• _Data listing_:
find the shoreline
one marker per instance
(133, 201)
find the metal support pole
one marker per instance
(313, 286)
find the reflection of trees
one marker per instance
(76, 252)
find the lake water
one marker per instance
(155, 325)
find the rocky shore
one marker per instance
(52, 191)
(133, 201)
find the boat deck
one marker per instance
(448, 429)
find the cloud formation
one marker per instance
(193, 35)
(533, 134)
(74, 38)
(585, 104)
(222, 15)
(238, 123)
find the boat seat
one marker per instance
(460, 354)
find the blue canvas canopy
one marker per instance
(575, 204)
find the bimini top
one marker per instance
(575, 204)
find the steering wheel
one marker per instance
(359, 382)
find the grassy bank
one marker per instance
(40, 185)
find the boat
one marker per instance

• _Exercise details_: Reproduce every item above, substituting "one point per instance" for each occurrence of "one marker per instance" and leaving all other text unchanged.

• _Task answer_:
find the shoreline
one point per instance
(133, 201)
find the metal support pole
one point per instance
(313, 286)
find the reflection of trees
one point per instance
(76, 252)
find the lake water
one point per instance
(155, 325)
find the rocky shore
one point per instance
(52, 191)
(133, 201)
find the boat deck
one point per instance
(448, 429)
find the cloud formation
one point per instance
(193, 35)
(533, 134)
(74, 38)
(585, 104)
(222, 15)
(238, 123)
find the boat seat
one point per instance
(460, 354)
find the blue canvas canopy
one point per instance
(575, 204)
find the bimini top
one point per instance
(575, 204)
find the steering wheel
one point per instance
(359, 382)
find the grassy bank
one point per instance
(40, 185)
find the boat
one point per instance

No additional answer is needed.